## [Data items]

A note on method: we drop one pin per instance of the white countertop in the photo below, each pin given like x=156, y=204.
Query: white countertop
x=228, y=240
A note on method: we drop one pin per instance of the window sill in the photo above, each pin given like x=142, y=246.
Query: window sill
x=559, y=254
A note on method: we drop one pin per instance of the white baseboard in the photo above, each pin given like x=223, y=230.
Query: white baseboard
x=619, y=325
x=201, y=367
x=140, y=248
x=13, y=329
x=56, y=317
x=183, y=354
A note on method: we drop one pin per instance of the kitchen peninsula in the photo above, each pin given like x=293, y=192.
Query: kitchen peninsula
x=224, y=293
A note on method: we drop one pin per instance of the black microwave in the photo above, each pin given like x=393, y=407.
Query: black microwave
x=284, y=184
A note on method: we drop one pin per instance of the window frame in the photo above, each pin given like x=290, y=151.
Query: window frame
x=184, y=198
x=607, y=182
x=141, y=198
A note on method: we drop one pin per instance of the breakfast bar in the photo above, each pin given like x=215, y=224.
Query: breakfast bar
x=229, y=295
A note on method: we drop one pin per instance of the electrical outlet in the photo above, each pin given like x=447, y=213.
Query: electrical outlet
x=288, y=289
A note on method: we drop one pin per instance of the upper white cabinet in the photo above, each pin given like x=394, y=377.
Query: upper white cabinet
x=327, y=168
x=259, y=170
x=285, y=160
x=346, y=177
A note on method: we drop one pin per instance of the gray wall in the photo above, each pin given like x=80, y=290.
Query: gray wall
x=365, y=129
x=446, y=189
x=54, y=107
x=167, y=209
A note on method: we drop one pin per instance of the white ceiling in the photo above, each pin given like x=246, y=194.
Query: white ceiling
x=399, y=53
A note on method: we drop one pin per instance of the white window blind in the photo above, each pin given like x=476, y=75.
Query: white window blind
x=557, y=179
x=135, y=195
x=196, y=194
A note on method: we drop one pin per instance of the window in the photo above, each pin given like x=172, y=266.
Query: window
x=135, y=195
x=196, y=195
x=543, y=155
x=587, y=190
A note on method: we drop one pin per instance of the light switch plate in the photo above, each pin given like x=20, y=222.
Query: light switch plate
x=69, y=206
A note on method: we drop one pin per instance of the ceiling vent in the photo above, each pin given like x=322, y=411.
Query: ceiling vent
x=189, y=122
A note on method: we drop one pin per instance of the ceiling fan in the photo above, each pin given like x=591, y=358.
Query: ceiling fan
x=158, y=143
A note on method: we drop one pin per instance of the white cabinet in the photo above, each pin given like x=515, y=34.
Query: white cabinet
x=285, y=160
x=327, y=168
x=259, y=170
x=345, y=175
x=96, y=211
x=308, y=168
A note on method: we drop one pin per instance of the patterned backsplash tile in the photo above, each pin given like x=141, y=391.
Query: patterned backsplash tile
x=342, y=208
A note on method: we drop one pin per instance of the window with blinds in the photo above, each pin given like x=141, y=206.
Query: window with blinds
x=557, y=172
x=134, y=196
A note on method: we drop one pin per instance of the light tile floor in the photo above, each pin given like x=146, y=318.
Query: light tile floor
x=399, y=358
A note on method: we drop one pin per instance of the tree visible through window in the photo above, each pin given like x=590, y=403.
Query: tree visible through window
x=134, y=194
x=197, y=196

## [Prompt]
Your answer should be the full set of records above, restated exactly.

## [Result below]
A note on method: we drop one pin per instance of the white countertop in the photo below, each pin given like x=156, y=204.
Query: white countertop
x=228, y=240
A note on method: we drop one pin per instance of the window sill in the photo above, each pin given like x=142, y=246.
Query: window sill
x=559, y=254
A note on method: we drop one pin per instance of the white baseboard in the photo above, each pin given like x=223, y=230.
Query: white baseboard
x=619, y=325
x=201, y=367
x=140, y=248
x=13, y=329
x=56, y=317
x=183, y=354
A note on method: we drop one pin per instance of the kitchen peninsula in the photo above, each pin given like x=293, y=192.
Query: kitchen peninsula
x=224, y=293
A note on method: we drop one pin per instance of the black microwave in the photo above, each pin given like x=393, y=407.
Query: black microwave
x=284, y=184
A note on method: we drop one pin per instance of the window frame in the photo above, each pin given like x=290, y=151.
Query: window frame
x=184, y=198
x=607, y=182
x=141, y=198
A note on method: we drop one pin per instance of the breakfast bar in the photo above, each pin given like x=215, y=224.
Query: breakfast bar
x=229, y=295
A note on method: we drop one pin per instance of the electrical outlet in the photo above, each pin given like x=447, y=213.
Query: electrical outlet
x=288, y=289
A note on method: we drop one pin per instance of the upper white cabinet in the photo above, each pin given like x=394, y=377.
Query: upper white cabinet
x=327, y=168
x=259, y=170
x=285, y=160
x=346, y=177
A note on method: we drop one pin per instance of the gray wall in the photo above, each pin given like x=80, y=290.
Query: gray wall
x=365, y=129
x=446, y=189
x=54, y=107
x=167, y=209
A note on method: we drop one pin per instance of the white ceiling in the photo above, each pin given like x=246, y=194.
Query: white ceiling
x=399, y=53
A note on method: we drop one pin per instance of the white window blind in the photo above, each pin given like x=476, y=75.
Query: white window blind
x=557, y=179
x=135, y=195
x=196, y=194
A note on method: we drop one pin per instance of the window in the photo above, each pin given like x=172, y=266.
Query: window
x=135, y=195
x=196, y=195
x=543, y=155
x=587, y=190
A note on method: we drop one pin per instance of the light switch plate in the photo above, each pin given like x=20, y=222.
Query: light switch plate
x=69, y=206
A note on method: we drop one pin per instance of the ceiling vent in the photo above, each pin given like x=322, y=411.
Query: ceiling vent
x=189, y=122
A note on method: we drop one pin per instance of the ceiling fan in the photo above, each pin given like x=591, y=358.
Query: ceiling fan
x=158, y=143
A note on method: we drop one pin per instance of the white cabinet in the photo above, each pin given like x=515, y=34.
Query: white cabinet
x=285, y=160
x=327, y=168
x=259, y=170
x=345, y=175
x=96, y=211
x=308, y=168
A note on method: we drop one pin per instance of the patterned backsplash tile in the photo above, each pin given like x=141, y=391.
Query: patterned backsplash tile
x=342, y=208
A note on method: we drop one pin per instance of the window with blinds in the photo above, each pin given like x=141, y=206.
Query: window with blinds
x=557, y=172
x=134, y=196
A note on method: we drop one pin per instance of the light tile floor in the photo above, each pin given like x=146, y=318.
Query: light tile floor
x=399, y=358
A note on method: we drop one pin per instance of the tree visible through window in the photo above, each pin given like x=590, y=403.
Query: tree visible through window
x=134, y=194
x=197, y=196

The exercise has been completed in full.